┏━━

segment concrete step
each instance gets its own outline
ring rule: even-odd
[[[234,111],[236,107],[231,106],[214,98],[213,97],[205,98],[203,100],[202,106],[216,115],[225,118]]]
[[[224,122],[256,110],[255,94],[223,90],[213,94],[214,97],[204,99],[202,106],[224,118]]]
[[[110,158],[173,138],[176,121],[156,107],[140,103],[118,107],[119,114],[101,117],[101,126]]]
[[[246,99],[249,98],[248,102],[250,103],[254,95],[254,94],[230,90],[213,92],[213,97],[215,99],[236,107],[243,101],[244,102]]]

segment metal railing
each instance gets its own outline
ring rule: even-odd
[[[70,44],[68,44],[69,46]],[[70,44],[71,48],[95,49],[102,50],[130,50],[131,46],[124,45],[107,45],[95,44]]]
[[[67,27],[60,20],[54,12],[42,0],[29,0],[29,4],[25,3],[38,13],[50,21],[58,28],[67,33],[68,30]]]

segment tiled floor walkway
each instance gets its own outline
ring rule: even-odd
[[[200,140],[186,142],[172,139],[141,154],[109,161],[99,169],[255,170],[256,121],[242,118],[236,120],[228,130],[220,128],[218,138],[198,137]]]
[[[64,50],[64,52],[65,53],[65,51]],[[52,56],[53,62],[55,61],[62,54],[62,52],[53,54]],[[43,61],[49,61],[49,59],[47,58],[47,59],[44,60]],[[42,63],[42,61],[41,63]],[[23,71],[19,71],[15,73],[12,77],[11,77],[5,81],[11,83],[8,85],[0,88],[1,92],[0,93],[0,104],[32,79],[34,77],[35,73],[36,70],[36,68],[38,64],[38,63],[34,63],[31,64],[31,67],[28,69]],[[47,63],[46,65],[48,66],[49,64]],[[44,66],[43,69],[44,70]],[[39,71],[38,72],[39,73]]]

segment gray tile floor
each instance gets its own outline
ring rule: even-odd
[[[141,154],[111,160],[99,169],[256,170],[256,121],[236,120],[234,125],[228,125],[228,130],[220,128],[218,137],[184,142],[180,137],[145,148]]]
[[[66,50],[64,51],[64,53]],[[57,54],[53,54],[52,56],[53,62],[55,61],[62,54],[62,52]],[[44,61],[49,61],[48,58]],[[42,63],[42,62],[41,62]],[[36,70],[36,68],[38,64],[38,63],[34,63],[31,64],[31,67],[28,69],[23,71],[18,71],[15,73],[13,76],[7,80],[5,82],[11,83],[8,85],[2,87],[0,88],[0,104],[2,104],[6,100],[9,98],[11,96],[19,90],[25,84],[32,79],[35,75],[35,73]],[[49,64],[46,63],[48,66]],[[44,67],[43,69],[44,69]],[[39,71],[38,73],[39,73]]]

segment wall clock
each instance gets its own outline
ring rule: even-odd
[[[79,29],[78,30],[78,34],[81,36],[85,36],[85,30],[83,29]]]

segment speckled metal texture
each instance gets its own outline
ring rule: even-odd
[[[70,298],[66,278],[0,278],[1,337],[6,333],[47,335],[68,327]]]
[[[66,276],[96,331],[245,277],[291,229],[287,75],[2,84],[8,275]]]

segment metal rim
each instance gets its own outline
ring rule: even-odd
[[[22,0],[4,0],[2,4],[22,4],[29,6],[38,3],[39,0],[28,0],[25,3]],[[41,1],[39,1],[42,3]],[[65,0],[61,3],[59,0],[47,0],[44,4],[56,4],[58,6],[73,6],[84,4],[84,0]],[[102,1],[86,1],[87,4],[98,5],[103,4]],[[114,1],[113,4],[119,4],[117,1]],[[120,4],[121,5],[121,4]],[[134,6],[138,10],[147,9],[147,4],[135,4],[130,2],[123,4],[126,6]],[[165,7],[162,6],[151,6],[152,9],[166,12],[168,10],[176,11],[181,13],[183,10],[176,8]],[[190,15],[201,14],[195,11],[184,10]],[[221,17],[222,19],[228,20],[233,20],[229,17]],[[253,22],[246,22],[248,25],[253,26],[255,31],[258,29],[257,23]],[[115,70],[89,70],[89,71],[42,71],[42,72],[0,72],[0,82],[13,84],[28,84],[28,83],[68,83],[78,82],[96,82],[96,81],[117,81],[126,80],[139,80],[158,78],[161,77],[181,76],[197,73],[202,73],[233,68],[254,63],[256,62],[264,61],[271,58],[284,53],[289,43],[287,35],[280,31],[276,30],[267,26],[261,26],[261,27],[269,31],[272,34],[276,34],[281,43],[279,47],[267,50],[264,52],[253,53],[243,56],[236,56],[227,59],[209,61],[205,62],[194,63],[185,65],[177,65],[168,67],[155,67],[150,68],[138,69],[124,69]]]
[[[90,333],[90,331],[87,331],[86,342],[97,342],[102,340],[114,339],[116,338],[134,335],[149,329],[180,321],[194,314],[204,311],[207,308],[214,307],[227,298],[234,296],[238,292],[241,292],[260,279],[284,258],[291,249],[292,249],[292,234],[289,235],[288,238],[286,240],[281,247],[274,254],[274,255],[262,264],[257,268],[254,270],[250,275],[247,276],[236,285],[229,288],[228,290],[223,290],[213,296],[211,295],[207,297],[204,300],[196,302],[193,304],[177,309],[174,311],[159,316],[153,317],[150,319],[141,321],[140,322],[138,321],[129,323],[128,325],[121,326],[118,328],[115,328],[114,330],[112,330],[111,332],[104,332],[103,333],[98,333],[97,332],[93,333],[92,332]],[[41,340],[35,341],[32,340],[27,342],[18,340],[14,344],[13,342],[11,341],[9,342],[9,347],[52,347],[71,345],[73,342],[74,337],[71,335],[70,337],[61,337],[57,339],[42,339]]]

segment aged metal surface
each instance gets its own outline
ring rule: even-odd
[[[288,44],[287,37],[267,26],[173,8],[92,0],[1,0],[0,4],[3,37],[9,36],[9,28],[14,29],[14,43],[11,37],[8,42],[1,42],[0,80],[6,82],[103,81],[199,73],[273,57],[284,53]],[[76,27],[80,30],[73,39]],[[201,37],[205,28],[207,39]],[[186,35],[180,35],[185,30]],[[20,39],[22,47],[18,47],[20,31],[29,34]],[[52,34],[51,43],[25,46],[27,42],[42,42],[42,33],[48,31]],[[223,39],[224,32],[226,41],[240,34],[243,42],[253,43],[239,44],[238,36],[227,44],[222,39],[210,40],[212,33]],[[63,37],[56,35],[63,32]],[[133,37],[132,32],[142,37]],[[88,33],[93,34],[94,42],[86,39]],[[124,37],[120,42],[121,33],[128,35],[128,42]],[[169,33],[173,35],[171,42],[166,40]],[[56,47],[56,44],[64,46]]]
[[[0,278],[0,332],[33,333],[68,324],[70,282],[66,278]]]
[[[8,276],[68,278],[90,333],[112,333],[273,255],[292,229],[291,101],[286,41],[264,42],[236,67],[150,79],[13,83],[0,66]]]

┗━━

• Instructions to follow: Convert the listing above into a Markdown table with the columns Row and Line, giving each nonblank line its own numbered row and leaving out the blank lines.

• Solution:
| Row | Line |
|---|---|
| 1 | segment concrete step |
| 2 | each instance gets its own outline |
| 3 | ring rule: even-odd |
| 4 | [[[234,111],[236,107],[231,106],[214,98],[213,97],[205,98],[203,100],[202,106],[216,115],[225,118]]] |
| 5 | [[[224,122],[256,110],[255,94],[223,90],[213,94],[214,97],[204,99],[202,106],[224,118]]] |
| 6 | [[[110,158],[173,138],[176,121],[156,107],[140,103],[118,107],[119,114],[101,117],[101,126]]] |
| 7 | [[[246,99],[249,98],[248,102],[250,103],[254,95],[254,94],[230,90],[213,92],[213,97],[215,99],[236,107],[243,101],[244,102]]] |
| 8 | segment metal railing |
| 9 | each instance gets its own outline |
| 10 | ring rule: even-odd |
| 11 | [[[70,44],[68,44],[69,46]],[[70,44],[71,48],[95,49],[102,50],[130,50],[131,46],[124,45],[107,45],[95,44]]] |
| 12 | [[[67,27],[60,20],[54,12],[42,0],[29,0],[29,4],[25,3],[38,13],[50,21],[58,28],[67,33],[68,30]]] |
| 13 | segment tiled floor walkway |
| 14 | each instance gets its own outline |
| 15 | ring rule: even-odd |
| 16 | [[[200,140],[186,142],[172,139],[141,154],[109,161],[99,169],[255,170],[256,121],[242,118],[236,120],[228,130],[220,128],[218,138],[198,137]]] |
| 17 | [[[64,50],[64,52],[65,53],[65,51]],[[52,56],[53,62],[55,61],[62,54],[62,52],[53,54]],[[43,61],[49,61],[49,59],[47,58],[47,59],[44,60]],[[42,63],[42,61],[41,63]],[[23,71],[19,71],[15,73],[12,77],[11,77],[5,81],[11,83],[8,85],[0,88],[1,92],[0,93],[0,104],[32,79],[34,77],[35,73],[36,70],[36,68],[38,64],[38,63],[34,63],[31,64],[31,67],[28,69]],[[47,63],[46,65],[48,66],[49,64]],[[44,66],[43,69],[44,70]],[[39,71],[38,72],[39,73]]] |
| 18 | segment gray tile floor |
| 19 | each instance gets its own outline |
| 20 | ring rule: even-odd |
| 21 | [[[141,154],[111,160],[99,169],[256,170],[256,121],[236,120],[234,125],[228,125],[228,130],[220,128],[218,137],[184,142],[180,137],[145,148]]] |
| 22 | [[[66,50],[64,51],[64,53]],[[57,54],[53,54],[52,56],[53,62],[55,61],[62,54],[62,52]],[[44,61],[49,61],[48,58]],[[42,63],[42,62],[41,62]],[[36,70],[36,68],[38,64],[38,63],[34,63],[31,64],[31,67],[28,69],[23,71],[18,71],[15,73],[13,76],[7,80],[5,82],[11,83],[8,85],[2,87],[0,88],[0,104],[2,104],[6,100],[9,98],[11,96],[19,90],[25,84],[32,79],[35,75],[35,73]],[[49,64],[46,63],[48,66]],[[44,67],[43,69],[44,69]],[[39,71],[38,73],[39,73]]] |
| 23 | segment wall clock |
| 24 | each instance gets its own outline |
| 25 | ring rule: even-odd |
| 26 | [[[79,29],[78,30],[78,34],[81,36],[85,36],[85,30],[83,29]]] |
| 27 | segment speckled metal texture |
| 28 | each instance gets its own outline |
| 29 | ring rule: even-odd |
| 30 | [[[70,298],[66,278],[0,278],[1,337],[6,333],[47,335],[68,327]]] |
| 31 | [[[66,276],[96,331],[245,277],[291,229],[287,75],[2,84],[8,275]]] |
| 32 | segment metal rim |
| 33 | each instance gets its own outline |
| 34 | ring rule: even-odd |
| 35 | [[[22,0],[4,0],[2,4],[22,4],[29,6],[38,3],[39,0],[28,0],[25,3]],[[41,1],[39,1],[42,3]],[[65,0],[61,3],[59,0],[47,0],[44,4],[56,4],[58,6],[73,6],[84,4],[84,0]],[[102,1],[86,1],[87,4],[98,5],[103,4]],[[114,1],[113,4],[119,4],[117,1]],[[120,4],[121,5],[121,4]],[[134,6],[138,10],[147,9],[147,4],[135,4],[130,2],[123,4],[126,6]],[[165,7],[162,6],[151,6],[152,9],[166,12],[168,10],[176,11],[181,13],[183,10],[176,8]],[[190,15],[201,14],[195,11],[184,10]],[[221,17],[222,19],[228,20],[233,20],[229,17]],[[253,22],[246,22],[248,25],[253,26],[255,31],[258,29],[257,23]],[[115,70],[89,70],[89,71],[42,71],[42,72],[0,72],[0,82],[13,84],[28,84],[28,83],[68,83],[78,82],[96,82],[96,81],[117,81],[126,80],[139,80],[158,78],[161,77],[181,76],[197,73],[202,73],[233,68],[254,63],[256,62],[264,61],[271,58],[284,53],[289,43],[287,35],[280,31],[276,30],[267,26],[261,26],[261,27],[269,31],[272,34],[276,34],[281,43],[279,47],[267,50],[264,52],[253,53],[243,56],[236,56],[227,59],[209,61],[205,62],[194,63],[185,65],[177,65],[168,67],[155,67],[150,68],[138,69],[124,69]]] |
| 36 | [[[90,333],[90,331],[87,331],[86,342],[97,342],[102,340],[114,339],[116,338],[134,335],[149,329],[180,321],[194,314],[204,311],[207,308],[214,307],[227,298],[234,296],[238,292],[241,292],[260,279],[284,258],[291,249],[292,249],[292,234],[289,235],[288,238],[286,240],[281,247],[274,254],[274,255],[262,264],[257,268],[254,270],[250,275],[247,276],[236,285],[229,288],[228,290],[223,290],[213,296],[211,295],[207,297],[204,300],[196,302],[193,304],[177,309],[174,311],[159,316],[153,317],[150,319],[141,321],[140,322],[138,321],[129,323],[128,325],[121,326],[118,328],[115,328],[114,330],[112,330],[111,332],[104,332],[103,333],[98,333],[97,332],[93,333],[92,332]],[[41,340],[35,341],[32,340],[27,342],[18,340],[14,344],[13,342],[11,341],[9,342],[9,347],[52,347],[71,345],[73,342],[74,337],[71,335],[70,337],[61,337],[57,339],[42,339]]] |
| 37 | segment aged metal surface |
| 38 | each instance gets its own outline |
| 39 | ring rule: even-odd |
| 40 | [[[288,44],[287,37],[267,26],[173,8],[92,0],[1,0],[0,4],[3,37],[9,36],[9,28],[14,29],[14,43],[11,37],[8,42],[1,42],[0,80],[6,82],[103,81],[199,73],[273,57],[284,53]],[[76,27],[80,30],[73,39]],[[201,37],[205,28],[207,39]],[[186,35],[180,35],[185,30]],[[20,39],[22,47],[18,47],[20,31],[29,34]],[[52,34],[51,43],[25,46],[27,42],[42,42],[42,33],[48,31]],[[223,39],[224,32],[226,41],[240,34],[243,42],[253,43],[239,44],[238,36],[227,44],[222,39],[210,40],[212,33]],[[63,37],[56,35],[63,32]],[[133,37],[132,32],[142,37]],[[88,33],[93,34],[94,42],[86,39]],[[124,37],[120,42],[121,33],[128,35],[128,42]],[[169,33],[173,35],[171,42],[166,40]],[[56,47],[56,44],[64,46]]] |
| 41 | [[[0,278],[0,332],[33,333],[68,324],[70,282],[66,278]]] |
| 42 | [[[8,276],[68,278],[90,333],[112,333],[273,255],[292,229],[291,101],[286,41],[264,42],[236,67],[150,79],[13,83],[0,66]]] |